**DATA SECTION:**
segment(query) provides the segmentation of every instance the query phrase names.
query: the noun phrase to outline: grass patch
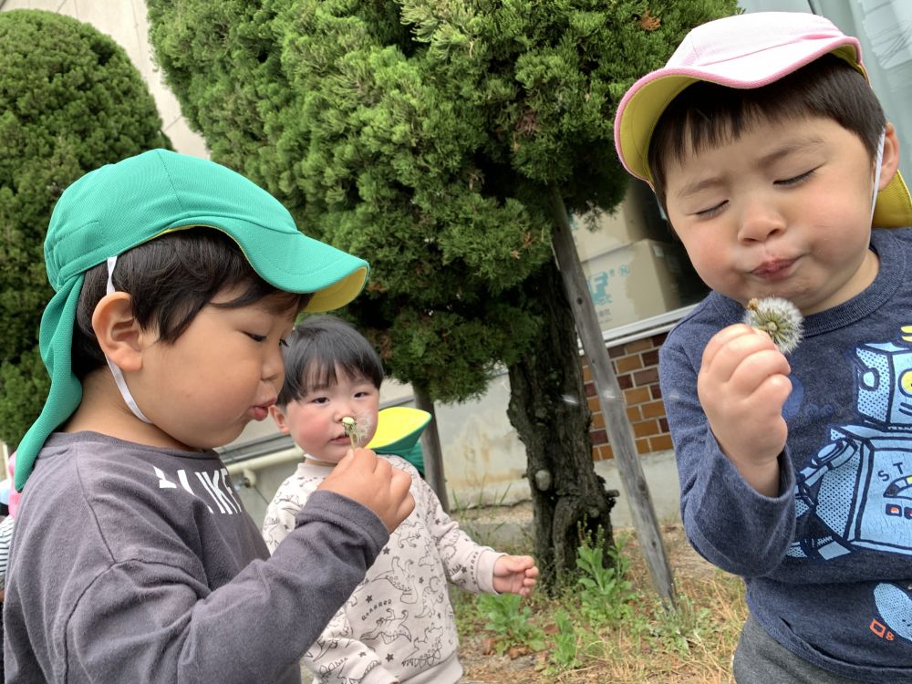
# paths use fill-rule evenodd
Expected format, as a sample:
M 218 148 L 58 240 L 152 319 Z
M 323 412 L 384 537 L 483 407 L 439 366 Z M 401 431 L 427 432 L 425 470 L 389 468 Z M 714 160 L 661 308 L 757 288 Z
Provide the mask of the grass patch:
M 466 679 L 490 684 L 730 684 L 747 616 L 743 582 L 712 568 L 679 526 L 666 525 L 679 601 L 662 607 L 629 534 L 609 563 L 581 547 L 578 577 L 548 596 L 470 595 L 453 589 Z M 671 533 L 668 534 L 668 533 Z

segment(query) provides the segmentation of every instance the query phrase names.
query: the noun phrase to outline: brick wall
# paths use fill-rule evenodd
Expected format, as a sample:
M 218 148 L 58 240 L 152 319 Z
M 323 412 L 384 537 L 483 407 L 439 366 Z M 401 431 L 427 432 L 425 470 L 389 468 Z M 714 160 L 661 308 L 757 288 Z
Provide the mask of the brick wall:
M 608 347 L 617 384 L 624 392 L 637 451 L 641 455 L 671 449 L 668 421 L 665 417 L 662 392 L 658 388 L 658 347 L 665 341 L 665 337 L 666 334 L 661 333 Z M 596 396 L 596 386 L 592 382 L 588 360 L 585 356 L 582 360 L 586 396 L 592 411 L 592 426 L 589 428 L 592 459 L 604 461 L 613 458 L 614 454 L 608 443 L 605 418 Z

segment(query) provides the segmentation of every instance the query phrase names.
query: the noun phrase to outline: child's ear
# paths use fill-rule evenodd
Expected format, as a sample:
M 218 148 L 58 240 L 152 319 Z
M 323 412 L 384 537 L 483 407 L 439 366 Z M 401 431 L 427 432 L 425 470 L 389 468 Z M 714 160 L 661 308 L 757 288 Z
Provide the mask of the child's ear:
M 887 183 L 893 180 L 899 168 L 899 136 L 896 130 L 889 121 L 886 122 L 886 129 L 884 135 L 884 159 L 880 165 L 880 186 L 878 191 L 886 187 Z
M 92 314 L 92 329 L 101 351 L 121 370 L 142 367 L 142 329 L 133 316 L 130 295 L 105 295 Z
M 291 431 L 291 428 L 288 427 L 288 421 L 285 420 L 285 411 L 278 407 L 278 404 L 274 404 L 269 407 L 269 415 L 271 415 L 273 417 L 273 420 L 275 421 L 275 425 L 279 429 L 279 432 L 286 435 Z

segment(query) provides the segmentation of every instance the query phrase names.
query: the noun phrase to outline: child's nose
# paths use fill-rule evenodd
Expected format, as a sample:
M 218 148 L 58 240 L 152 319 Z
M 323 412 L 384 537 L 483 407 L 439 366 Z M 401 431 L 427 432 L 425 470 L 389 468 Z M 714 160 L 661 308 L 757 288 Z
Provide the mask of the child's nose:
M 738 239 L 741 242 L 764 242 L 785 230 L 782 214 L 768 202 L 754 201 L 745 204 L 738 227 Z
M 282 352 L 278 347 L 275 348 L 275 353 L 266 357 L 263 364 L 262 375 L 264 382 L 273 382 L 276 378 L 285 377 L 285 362 L 282 360 Z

**YOUR GOAL:**
Shift every coordinate in the answer outlines by -135 while rewriting the material above, from its start through the line holding "M 608 347 L", inclusive. Leave the request text and format samples unchanged, and omit the pictures.

**WRITTEN SOLUTION:**
segment(query) provides the segmentation of every instance the query phrase names.
query: the noun phrase to outline: grass patch
# paths use fill-rule evenodd
Expected format, as a sample:
M 218 148 L 58 240 L 152 319 Z
M 323 412 L 384 537 L 483 407 L 439 366 Z M 401 431 L 427 432 L 425 470 L 389 468 Z M 714 160 L 661 308 L 757 288 Z
Provide the mask of the grass patch:
M 331 544 L 355 549 L 595 549 L 612 481 L 608 447 L 577 433 L 544 391 L 531 390 L 544 466 L 527 472 L 494 399 L 474 428 L 446 412 L 443 442 L 413 461 L 335 460 L 318 454 Z M 536 398 L 533 399 L 533 398 Z

segment(query) provides the segmentation of every instance the query phrase names.
query: the noun phrase to outline: brick wall
# paths use fill-rule evenodd
Expected format, as a sample:
M 218 148 L 58 240 L 152 319 Z
M 323 412 L 384 537 L 483 407 L 439 366 Z M 401 431 L 427 432 L 425 470 L 389 468 Z M 714 160 L 661 308 L 757 288 Z
Provide the mask of the brick wall:
M 473 212 L 482 249 L 489 257 L 502 316 L 506 320 L 536 314 L 533 286 L 530 282 L 527 257 L 523 253 L 523 212 L 530 206 L 530 202 L 531 199 L 526 198 Z M 461 261 L 461 251 L 457 247 L 453 225 L 450 221 L 447 225 L 451 261 L 457 276 L 457 291 L 454 293 L 457 324 L 469 326 L 478 323 L 479 319 L 473 308 L 470 283 Z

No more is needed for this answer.